Your assignment:
Each line of the records that holds "blurred" should be shown in full.

[Saved entries]
-*-*-

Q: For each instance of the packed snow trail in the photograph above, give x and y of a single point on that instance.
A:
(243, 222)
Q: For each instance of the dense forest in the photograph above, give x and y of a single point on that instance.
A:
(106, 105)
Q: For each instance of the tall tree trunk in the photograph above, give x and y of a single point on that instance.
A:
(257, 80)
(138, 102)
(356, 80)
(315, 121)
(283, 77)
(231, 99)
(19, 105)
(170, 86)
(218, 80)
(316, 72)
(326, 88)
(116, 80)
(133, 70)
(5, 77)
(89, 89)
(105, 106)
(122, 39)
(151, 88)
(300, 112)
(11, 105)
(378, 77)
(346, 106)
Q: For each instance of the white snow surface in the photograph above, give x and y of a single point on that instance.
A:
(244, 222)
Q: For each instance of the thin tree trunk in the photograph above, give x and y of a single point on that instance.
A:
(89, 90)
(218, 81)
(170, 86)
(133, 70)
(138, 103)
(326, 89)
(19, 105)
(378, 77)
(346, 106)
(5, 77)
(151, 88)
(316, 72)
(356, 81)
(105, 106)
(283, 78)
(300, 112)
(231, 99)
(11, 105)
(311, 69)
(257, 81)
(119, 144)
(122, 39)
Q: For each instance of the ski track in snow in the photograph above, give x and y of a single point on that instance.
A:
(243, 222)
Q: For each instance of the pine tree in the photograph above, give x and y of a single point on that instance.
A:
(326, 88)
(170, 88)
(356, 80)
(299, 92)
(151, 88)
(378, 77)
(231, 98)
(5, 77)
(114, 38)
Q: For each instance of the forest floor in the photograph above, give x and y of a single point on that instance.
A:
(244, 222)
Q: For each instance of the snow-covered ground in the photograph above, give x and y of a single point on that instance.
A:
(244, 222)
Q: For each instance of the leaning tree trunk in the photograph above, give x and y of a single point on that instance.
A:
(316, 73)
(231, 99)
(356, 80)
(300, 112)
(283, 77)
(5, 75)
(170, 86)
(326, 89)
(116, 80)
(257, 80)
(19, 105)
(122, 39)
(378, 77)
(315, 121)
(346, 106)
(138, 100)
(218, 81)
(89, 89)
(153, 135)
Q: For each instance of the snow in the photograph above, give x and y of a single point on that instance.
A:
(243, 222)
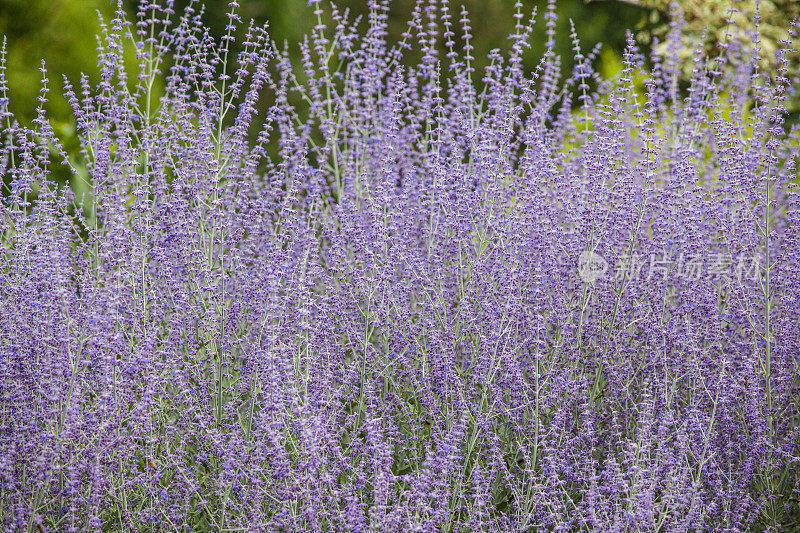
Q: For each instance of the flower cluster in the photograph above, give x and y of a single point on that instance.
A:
(329, 296)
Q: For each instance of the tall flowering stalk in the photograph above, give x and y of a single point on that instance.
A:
(395, 299)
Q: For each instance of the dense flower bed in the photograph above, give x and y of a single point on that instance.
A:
(401, 298)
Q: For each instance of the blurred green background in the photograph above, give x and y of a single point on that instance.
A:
(62, 32)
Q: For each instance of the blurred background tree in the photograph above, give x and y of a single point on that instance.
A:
(62, 33)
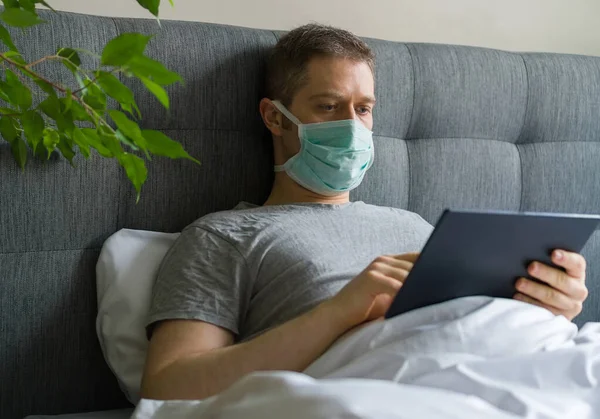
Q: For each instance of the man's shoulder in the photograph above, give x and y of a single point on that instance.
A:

-*-*-

Solution for this problem:
Q: For each instance of the blurred green background in the photograph above, give x and y of a single point on that instance.
Q: For each instance of the blurred background tree in the photograph above, give x and y of a single point on that instance.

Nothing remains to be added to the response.